Exercise directions =
Print, word for word, the lines below from the first one through the line that contains "x=518 y=338", including both.

Dataset excerpt =
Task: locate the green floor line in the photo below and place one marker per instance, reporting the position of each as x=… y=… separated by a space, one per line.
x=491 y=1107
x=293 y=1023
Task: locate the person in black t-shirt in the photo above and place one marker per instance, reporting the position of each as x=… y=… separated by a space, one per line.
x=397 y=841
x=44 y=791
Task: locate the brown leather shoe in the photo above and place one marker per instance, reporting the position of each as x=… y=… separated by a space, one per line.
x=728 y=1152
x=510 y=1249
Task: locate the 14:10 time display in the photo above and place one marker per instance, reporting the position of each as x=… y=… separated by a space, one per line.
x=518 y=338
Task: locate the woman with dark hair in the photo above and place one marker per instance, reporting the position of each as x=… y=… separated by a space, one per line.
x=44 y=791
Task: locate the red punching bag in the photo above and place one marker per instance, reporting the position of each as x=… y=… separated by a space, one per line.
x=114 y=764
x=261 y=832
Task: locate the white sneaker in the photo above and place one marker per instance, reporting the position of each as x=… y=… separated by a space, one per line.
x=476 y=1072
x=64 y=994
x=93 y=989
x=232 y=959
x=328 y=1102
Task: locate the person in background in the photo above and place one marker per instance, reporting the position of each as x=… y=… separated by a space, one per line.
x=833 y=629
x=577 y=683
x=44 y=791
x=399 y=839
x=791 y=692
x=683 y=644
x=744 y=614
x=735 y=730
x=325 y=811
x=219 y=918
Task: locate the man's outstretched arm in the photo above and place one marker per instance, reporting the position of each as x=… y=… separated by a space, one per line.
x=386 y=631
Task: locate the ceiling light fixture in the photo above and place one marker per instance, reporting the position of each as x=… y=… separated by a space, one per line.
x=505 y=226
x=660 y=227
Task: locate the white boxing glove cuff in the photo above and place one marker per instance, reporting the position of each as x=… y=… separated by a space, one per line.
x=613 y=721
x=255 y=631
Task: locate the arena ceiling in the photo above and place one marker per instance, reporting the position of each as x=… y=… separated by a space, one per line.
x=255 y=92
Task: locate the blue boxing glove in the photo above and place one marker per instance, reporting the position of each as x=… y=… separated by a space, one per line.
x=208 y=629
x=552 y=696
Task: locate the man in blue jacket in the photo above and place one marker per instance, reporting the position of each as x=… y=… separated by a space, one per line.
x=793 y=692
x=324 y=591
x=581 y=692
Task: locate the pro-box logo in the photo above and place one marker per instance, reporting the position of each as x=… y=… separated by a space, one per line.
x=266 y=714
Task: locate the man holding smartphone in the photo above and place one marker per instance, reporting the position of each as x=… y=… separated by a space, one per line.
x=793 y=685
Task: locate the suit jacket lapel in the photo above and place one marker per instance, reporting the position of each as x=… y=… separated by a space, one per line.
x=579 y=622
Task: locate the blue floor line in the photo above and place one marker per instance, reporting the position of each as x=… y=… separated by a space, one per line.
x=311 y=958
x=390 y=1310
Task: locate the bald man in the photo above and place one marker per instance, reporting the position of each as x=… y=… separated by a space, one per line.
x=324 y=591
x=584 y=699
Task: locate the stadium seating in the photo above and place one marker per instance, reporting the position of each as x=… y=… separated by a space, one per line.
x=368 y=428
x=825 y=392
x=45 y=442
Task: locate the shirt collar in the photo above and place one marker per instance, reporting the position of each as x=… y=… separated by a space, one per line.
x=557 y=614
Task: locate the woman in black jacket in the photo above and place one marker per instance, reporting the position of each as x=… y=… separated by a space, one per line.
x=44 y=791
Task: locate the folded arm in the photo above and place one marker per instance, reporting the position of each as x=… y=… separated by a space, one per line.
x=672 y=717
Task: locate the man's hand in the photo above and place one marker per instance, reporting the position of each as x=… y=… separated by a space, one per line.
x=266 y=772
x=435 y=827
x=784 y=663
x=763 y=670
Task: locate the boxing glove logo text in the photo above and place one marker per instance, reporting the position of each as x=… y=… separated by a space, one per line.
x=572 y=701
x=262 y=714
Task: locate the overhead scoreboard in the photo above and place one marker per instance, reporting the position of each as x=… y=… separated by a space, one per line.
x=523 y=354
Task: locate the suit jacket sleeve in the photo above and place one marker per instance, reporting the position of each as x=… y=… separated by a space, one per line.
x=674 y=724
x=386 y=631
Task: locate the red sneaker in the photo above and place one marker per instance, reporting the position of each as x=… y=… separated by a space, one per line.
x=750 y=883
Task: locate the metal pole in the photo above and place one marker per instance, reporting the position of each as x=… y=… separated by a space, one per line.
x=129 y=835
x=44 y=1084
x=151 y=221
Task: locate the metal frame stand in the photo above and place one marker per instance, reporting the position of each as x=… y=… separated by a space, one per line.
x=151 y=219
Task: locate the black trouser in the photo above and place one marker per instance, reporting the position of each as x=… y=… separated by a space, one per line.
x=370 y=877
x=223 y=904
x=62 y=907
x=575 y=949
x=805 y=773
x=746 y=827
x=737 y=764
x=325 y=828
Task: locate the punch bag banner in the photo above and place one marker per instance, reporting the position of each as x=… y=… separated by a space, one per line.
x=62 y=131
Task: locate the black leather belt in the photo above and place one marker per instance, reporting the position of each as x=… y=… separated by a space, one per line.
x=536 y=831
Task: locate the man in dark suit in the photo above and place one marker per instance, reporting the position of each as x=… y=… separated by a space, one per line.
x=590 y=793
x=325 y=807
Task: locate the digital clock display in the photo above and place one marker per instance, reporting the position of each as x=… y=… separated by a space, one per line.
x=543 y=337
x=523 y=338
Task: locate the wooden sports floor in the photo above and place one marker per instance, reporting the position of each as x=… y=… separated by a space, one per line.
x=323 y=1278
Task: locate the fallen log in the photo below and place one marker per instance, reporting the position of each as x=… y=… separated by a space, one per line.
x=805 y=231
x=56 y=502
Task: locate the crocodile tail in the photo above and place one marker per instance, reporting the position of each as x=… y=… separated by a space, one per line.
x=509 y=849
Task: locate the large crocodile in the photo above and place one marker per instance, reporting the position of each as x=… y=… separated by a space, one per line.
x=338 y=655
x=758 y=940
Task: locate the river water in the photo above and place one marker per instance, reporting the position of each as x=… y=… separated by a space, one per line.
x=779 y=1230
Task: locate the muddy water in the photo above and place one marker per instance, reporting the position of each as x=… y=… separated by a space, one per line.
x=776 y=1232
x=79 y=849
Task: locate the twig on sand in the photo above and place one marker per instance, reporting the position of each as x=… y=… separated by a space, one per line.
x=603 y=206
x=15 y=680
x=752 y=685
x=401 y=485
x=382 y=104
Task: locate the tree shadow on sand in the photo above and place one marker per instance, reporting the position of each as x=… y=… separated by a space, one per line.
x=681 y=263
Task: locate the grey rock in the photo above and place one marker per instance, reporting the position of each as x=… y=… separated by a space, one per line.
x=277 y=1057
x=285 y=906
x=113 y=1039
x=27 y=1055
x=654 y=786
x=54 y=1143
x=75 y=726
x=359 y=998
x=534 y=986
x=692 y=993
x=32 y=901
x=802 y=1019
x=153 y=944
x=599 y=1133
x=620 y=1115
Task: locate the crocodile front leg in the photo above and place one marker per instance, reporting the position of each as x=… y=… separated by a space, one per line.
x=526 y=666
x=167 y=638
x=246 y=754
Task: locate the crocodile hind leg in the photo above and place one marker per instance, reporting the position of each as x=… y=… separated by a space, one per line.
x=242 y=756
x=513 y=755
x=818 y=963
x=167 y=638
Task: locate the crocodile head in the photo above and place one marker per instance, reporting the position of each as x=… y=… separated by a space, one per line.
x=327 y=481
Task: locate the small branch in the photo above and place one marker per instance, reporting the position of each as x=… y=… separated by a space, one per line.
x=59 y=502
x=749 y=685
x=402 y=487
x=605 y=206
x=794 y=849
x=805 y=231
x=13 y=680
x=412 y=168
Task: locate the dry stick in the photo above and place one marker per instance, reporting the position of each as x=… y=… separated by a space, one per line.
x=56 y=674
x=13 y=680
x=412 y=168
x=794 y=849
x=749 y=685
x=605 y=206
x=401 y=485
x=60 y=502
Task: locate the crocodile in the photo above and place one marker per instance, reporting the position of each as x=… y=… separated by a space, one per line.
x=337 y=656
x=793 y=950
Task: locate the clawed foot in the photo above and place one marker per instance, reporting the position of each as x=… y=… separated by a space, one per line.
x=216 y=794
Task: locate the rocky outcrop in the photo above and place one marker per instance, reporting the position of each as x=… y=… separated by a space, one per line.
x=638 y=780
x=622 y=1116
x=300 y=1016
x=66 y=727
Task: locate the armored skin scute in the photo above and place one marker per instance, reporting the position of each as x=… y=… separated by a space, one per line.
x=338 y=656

Worked answer =
Task: locate the green floor line in the photo below and place one marker per instance, reporting the position of each as x=… y=… separated by a space, one per line.
x=491 y=1107
x=293 y=1023
Task: locate the person in black t-shirt in the photo above and place one marker per instance, reporting the position of each as x=… y=… separated by a space, one per line.
x=397 y=841
x=44 y=791
Task: locate the brown leather shoe in the photo above and place one marker per instance, reporting the position of each as x=… y=… separated by a space, one per line.
x=728 y=1152
x=510 y=1249
Task: locate the 14:10 time display in the photo above and place one marker per instance, reporting the position of each as x=… y=… separated by a space, one per line.
x=518 y=338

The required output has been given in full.